_SET TASK_
Please reproduce the material from the line containing "Each returned dot" through the line containing "Target: sitting man", word for word and with the pictures left out.

─── EXTRACTED INFORMATION

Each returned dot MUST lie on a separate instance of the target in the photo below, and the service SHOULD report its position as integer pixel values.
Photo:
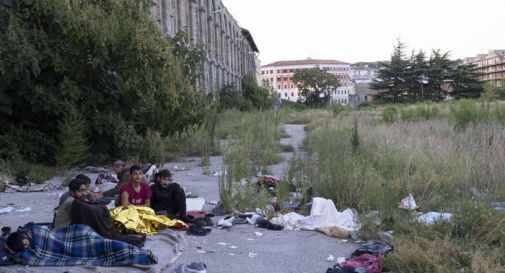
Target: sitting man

──────
─── EXTRACTED INFORMATION

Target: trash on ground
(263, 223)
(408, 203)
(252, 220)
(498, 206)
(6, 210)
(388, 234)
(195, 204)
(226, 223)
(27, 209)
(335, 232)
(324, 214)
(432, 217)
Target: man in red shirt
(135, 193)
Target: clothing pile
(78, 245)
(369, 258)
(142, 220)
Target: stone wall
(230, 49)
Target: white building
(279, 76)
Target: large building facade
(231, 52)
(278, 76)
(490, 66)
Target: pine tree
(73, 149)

──────

_SOLUTION FOR THIS PROBLEM_
Each returned dot MUST lie on a separate instance of the target in the photo below, and the service SHOULD report its position as integer pixel values.
Photo:
Target: sitting man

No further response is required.